*SUPPLIED PASSAGE*:
--
The French Revolution survives in cultural memory through the literary refractions of Dickens in A Tale of Two Cities, Baroness Orczy in The Scarlet Pimpernel, and Tolstoy in the Napoleonic aftermath that haunts War and Peace, as well as through the half-remembered iconography of tricolor cockades, the Phrygian bonnets of the sansculottes, and the apocryphal pronouncement that the starving should be given cake — a phrase Rousseau had already attributed to an unnamed grande princesse in the Confessions well before it was hung around Marie Antoinette’s neck.
What began in 1789 with the convocation of the Estates-General, the Tennis Court Oath, and the storming of the Bastille on the fourteenth of July rapidly outgrew its initial constitutional ambitions to become one of the most consequential ruptures in European political history. The monarchy that had defined France since the Capetians was abolished within four years; Louis XVI was tried as Citizen Capet and beheaded in January 1793, his queen following him to the scaffold in October. Under the Committee of Public Safety, the Terror swept perhaps forty thousand victims to the guillotine — an instrument that bore the name of the deputy who had proposed it as a humane alternative to the wheel and the rope — before turning, in the Thermidorian reaction, on its own architects, Robespierre and Saint-Just included.
--
*DATA SHOWN*:

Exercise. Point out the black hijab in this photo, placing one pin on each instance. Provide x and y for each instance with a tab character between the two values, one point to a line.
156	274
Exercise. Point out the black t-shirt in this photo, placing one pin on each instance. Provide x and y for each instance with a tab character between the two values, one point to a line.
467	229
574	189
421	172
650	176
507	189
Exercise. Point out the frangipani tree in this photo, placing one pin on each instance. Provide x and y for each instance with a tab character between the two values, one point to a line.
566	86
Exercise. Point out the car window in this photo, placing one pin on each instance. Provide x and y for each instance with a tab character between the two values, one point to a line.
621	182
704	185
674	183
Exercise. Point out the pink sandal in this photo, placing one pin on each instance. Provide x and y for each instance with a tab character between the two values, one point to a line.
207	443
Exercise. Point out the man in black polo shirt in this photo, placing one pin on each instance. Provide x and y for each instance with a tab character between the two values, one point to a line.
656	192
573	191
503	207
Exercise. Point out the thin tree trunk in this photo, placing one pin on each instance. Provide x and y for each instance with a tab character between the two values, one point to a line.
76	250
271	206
--
Can you copy out the entire French Revolution passage word for word? The records stand apart from the French Revolution passage as separate material.

The French Revolution survives in cultural memory through the literary refractions of Dickens in A Tale of Two Cities, Baroness Orczy in The Scarlet Pimpernel, and Tolstoy in the Napoleonic aftermath that haunts War and Peace, as well as through the half-remembered iconography of tricolor cockades, the Phrygian bonnets of the sansculottes, and the apocryphal pronouncement that the starving should be given cake — a phrase Rousseau had already attributed to an unnamed grande princesse in the Confessions well before it was hung around Marie Antoinette’s neck.
What began in 1789 with the convocation of the Estates-General, the Tennis Court Oath, and the storming of the Bastille on the fourteenth of July rapidly outgrew its initial constitutional ambitions to become one of the most consequential ruptures in European political history. The monarchy that had defined France since the Capetians was abolished within four years; Louis XVI was tried as Citizen Capet and beheaded in January 1793, his queen following him to the scaffold in October. Under the Committee of Public Safety, the Terror swept perhaps forty thousand victims to the guillotine — an instrument that bore the name of the deputy who had proposed it as a humane alternative to the wheel and the rope — before turning, in the Thermidorian reaction, on its own architects, Robespierre and Saint-Just included.